## Supplied records
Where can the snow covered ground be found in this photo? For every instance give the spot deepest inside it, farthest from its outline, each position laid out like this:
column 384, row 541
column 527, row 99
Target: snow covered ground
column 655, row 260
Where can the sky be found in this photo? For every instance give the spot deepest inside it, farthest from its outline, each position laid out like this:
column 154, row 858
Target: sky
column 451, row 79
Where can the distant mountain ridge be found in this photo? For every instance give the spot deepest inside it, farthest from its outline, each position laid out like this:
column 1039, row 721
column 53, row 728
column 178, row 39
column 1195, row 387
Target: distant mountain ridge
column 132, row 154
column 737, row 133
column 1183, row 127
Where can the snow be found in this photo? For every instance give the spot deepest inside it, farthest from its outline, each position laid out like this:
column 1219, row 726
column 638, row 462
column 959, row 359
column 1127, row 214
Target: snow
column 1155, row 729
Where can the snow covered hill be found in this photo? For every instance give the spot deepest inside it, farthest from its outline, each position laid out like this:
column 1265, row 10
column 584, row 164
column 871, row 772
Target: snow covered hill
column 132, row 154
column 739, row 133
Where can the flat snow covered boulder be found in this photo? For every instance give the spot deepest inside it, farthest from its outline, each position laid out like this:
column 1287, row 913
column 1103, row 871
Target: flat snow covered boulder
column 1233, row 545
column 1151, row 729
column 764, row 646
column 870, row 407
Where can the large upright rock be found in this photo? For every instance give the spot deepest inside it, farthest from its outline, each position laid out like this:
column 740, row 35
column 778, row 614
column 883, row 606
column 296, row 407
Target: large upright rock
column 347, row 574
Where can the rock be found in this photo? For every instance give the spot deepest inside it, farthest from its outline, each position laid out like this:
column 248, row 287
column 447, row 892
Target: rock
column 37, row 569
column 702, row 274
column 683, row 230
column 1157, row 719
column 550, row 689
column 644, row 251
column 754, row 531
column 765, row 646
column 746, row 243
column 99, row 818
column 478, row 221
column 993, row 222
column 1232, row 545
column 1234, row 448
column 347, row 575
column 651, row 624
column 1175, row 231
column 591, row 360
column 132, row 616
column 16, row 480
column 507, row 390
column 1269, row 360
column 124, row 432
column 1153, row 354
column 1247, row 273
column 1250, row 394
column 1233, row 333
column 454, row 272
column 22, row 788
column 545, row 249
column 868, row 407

## Request
Please copy all of the data above word for word, keeping every line in its original order.

## Output of the exercise
Where can the snow covered ground be found in this photo? For every instance give the spot deepest inside it, farthest from its outline, each position laid out like this:
column 384, row 541
column 527, row 99
Target: snow covered ground
column 655, row 260
Where can the sky be found in this photo? For every instance give the spot deepest inside it, farthest from its outline, each position laid out like this:
column 154, row 858
Target: sky
column 451, row 79
Where can the distant mountain ridge be found in this photo? For every instance give the spot deepest inside it, farthest from its outline, each position laid out like this:
column 1039, row 721
column 53, row 728
column 178, row 39
column 1195, row 387
Target: distant mountain ridge
column 132, row 154
column 737, row 133
column 1183, row 127
Where can the snow be found in this photo? For every instance give the spot deepest inside it, farthest from its outline, each position laid out like this:
column 1219, row 726
column 638, row 462
column 959, row 359
column 1127, row 214
Target: snow
column 1155, row 729
Where can the snow covered hill be found in this photo? For every instance give the spot deepest inside it, farthest from its outline, each position laid out like this:
column 1265, row 10
column 584, row 164
column 871, row 772
Target: snow covered hill
column 132, row 154
column 739, row 133
Where can the flat snow covered boulder be found in this photo? For every instance give the spot deepest inside it, farthest from its outline, each position laid out like this:
column 1287, row 913
column 1103, row 871
Target: flat snow covered boulder
column 1233, row 545
column 1151, row 729
column 764, row 646
column 870, row 407
Where can the large upright rock be found in this photo? For every instance give the spot deepest inside it, farthest from its outline, each position laid out like this:
column 740, row 35
column 778, row 614
column 883, row 606
column 296, row 407
Target: large upright rock
column 347, row 574
Where can the rock be found in this photo? For every instance give the spot deepest inside it, farthest from its outline, each position laid out like this:
column 248, row 287
column 447, row 892
Target: rock
column 37, row 569
column 702, row 274
column 683, row 230
column 1157, row 719
column 550, row 689
column 644, row 251
column 754, row 531
column 765, row 646
column 746, row 243
column 99, row 818
column 478, row 221
column 993, row 222
column 1232, row 545
column 1234, row 448
column 347, row 575
column 651, row 624
column 1175, row 231
column 591, row 360
column 132, row 616
column 16, row 480
column 507, row 390
column 1269, row 360
column 124, row 432
column 1153, row 354
column 1247, row 273
column 1250, row 394
column 1233, row 333
column 454, row 272
column 22, row 788
column 545, row 249
column 868, row 407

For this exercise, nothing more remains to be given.